▸ **Problem to work on**: Please transcribe every record below exactly as it appears.

▸ **Records supplied**:
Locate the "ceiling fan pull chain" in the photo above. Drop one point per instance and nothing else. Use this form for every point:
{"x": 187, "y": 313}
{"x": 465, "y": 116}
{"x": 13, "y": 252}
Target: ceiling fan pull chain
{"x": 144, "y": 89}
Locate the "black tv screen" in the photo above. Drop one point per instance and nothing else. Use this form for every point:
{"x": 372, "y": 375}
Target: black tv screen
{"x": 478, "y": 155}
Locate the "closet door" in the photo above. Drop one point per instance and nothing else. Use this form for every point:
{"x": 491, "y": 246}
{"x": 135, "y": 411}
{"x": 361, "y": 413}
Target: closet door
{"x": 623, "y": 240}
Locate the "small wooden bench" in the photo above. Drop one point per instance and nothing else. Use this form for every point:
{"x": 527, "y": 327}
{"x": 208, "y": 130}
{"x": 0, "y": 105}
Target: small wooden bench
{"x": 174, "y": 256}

▸ **Reply**:
Locate the "ceiling fan pull chain" in the photo above. Drop one point per instance and nothing else. Use this form for every point:
{"x": 187, "y": 313}
{"x": 465, "y": 116}
{"x": 13, "y": 252}
Target: ceiling fan pull chain
{"x": 144, "y": 89}
Locate the "black tv screen" in the photo above. Drop one point per instance and nothing else. Use this form for every point:
{"x": 372, "y": 375}
Target: black tv screen
{"x": 478, "y": 155}
Locate the "closet door" in the photo above. Drop one point per instance and nothing else. Use this form for every point:
{"x": 491, "y": 246}
{"x": 135, "y": 411}
{"x": 361, "y": 413}
Target: closet door
{"x": 623, "y": 240}
Locate the "small wooden bench" in the photo above. Drop one point per instance and nothing else. Use this form for every point:
{"x": 527, "y": 327}
{"x": 208, "y": 130}
{"x": 0, "y": 105}
Target: small wooden bench
{"x": 174, "y": 256}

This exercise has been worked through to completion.